● Set task: Your output is the line containing "reddish branch, shaped like this sample" plus all lines after it to the end of the records, reproduced exactly, with nothing else.

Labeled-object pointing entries
_ _ _ _ _

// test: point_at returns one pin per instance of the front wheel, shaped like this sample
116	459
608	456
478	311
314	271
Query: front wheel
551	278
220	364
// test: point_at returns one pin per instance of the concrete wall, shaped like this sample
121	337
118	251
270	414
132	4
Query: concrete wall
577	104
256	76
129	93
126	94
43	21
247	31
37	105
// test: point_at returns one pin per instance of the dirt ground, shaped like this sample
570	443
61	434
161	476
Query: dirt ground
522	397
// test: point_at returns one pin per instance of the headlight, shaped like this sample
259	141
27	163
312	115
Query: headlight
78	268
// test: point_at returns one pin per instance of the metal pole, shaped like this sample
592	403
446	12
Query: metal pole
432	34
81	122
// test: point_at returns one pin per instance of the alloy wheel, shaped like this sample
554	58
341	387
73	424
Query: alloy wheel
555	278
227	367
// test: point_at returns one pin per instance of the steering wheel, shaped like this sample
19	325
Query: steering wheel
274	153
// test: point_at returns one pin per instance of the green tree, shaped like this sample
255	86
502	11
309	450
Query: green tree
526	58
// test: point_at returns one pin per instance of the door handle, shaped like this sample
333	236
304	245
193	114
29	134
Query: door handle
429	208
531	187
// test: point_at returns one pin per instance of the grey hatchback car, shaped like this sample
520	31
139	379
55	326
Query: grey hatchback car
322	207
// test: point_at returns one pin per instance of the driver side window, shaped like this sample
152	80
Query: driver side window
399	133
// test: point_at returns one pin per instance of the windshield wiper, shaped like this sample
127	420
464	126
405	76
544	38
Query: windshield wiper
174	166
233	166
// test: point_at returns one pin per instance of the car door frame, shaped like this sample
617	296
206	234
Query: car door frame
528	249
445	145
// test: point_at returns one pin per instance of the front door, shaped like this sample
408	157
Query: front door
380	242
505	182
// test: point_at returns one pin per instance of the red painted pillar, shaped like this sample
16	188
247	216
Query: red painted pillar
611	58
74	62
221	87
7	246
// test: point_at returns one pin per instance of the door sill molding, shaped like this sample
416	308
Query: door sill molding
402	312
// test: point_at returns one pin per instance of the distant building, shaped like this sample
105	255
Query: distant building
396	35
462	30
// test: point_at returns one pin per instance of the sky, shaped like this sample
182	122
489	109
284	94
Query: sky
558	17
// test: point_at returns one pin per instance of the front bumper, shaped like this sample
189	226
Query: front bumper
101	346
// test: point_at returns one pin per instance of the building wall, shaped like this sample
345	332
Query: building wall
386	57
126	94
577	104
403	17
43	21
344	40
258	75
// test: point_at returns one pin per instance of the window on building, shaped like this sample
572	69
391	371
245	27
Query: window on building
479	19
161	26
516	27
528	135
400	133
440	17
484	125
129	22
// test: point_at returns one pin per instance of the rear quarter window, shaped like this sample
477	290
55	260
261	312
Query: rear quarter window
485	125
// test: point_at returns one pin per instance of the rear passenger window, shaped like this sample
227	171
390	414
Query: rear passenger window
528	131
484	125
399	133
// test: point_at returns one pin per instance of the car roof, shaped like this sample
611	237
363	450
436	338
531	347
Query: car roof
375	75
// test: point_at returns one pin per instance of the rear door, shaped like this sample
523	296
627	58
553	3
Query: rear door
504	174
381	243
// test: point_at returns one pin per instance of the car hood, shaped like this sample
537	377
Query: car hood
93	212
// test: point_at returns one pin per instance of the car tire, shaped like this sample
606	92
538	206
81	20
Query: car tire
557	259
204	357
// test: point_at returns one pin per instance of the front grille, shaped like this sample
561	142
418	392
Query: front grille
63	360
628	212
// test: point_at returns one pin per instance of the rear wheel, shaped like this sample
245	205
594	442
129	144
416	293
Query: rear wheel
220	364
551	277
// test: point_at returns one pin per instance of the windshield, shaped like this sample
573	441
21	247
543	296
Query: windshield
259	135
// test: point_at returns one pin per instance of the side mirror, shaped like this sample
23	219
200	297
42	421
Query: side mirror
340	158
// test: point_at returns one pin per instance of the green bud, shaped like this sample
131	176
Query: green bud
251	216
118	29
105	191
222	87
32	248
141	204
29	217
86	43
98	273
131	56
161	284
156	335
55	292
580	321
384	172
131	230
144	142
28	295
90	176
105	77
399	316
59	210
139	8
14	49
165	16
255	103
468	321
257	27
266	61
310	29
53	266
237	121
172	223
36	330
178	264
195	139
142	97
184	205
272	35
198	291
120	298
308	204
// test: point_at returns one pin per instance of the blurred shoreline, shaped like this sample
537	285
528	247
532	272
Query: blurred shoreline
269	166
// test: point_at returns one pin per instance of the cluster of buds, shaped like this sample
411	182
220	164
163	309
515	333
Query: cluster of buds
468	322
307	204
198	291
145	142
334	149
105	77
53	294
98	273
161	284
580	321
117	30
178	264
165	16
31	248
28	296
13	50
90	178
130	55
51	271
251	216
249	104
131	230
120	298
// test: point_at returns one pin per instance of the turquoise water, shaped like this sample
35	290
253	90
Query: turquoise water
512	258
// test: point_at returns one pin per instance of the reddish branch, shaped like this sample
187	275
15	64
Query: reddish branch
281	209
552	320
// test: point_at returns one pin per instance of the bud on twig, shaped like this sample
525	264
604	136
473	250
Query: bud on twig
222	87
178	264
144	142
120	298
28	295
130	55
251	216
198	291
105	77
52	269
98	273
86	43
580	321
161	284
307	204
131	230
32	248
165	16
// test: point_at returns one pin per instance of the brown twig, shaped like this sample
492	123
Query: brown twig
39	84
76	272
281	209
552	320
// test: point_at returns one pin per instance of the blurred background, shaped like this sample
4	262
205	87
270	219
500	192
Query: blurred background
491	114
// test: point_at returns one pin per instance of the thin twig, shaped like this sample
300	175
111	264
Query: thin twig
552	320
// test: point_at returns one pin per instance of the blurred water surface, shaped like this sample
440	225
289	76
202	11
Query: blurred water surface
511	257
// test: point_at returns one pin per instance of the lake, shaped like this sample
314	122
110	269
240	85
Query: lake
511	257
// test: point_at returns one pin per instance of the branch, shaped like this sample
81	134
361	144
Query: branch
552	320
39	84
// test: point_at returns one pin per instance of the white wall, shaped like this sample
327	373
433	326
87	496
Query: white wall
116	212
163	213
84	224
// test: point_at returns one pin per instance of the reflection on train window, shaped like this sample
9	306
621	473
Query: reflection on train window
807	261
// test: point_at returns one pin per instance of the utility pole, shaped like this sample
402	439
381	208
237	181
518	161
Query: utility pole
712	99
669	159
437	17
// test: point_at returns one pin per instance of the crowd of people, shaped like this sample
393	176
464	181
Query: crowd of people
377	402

_ _ _ _ _

● Response:
// test: point_at returns one pin per instance of the reddish branch, shaped like this sample
187	275
15	64
Query: reddish branch
281	209
552	320
// test: point_at returns one pin per instance of the bud on twig, shaped like this sample
525	264
604	136
473	250
Query: bud on twig
222	87
178	264
144	142
120	298
28	295
130	55
251	216
198	291
105	77
52	269
98	273
86	43
580	321
161	284
307	204
131	230
32	248
165	16
// test: point_at returns one pin per instance of the brown twig, shaped like this sample
492	123
Query: brown twig
39	84
76	272
281	209
552	320
// test: point_at returns one pin per instance of the blurred background, shaped like this sample
4	262
205	87
270	219
500	192
Query: blurred background
491	114
// test: point_at returns one pin per instance of the thin twig, shaped like this sample
300	175
111	264
Query: thin twig
552	320
// test: point_at returns one pin per instance of the blurred water surface, shaped like this sample
440	225
289	76
202	11
Query: blurred water surface
511	257
// test: point_at returns one pin per instance of the lake, shaped like this sample
314	122
110	269
240	85
Query: lake
511	257
// test: point_at returns one pin per instance of the branch, shaped like this sample
81	134
361	144
Query: branch
552	320
39	84
// test: point_at returns one pin per instance of the white wall, shaped like this sample
327	373
433	326
87	496
Query: white wall
116	212
163	213
84	224
// test: point_at returns one pin per instance of the reflection on train window, shaped like this sample
9	306
621	473
Query: reflection on train window
807	261
// test: point_at returns one pin per instance of the utility pole, shaped like this sample
402	439
381	208
237	181
518	161
Query: utility pole
712	99
669	159
437	17
// test: point_at returns one pin per instance of the crowd of people, shaped like this sample
393	176
464	181
Query: crowd of people
377	402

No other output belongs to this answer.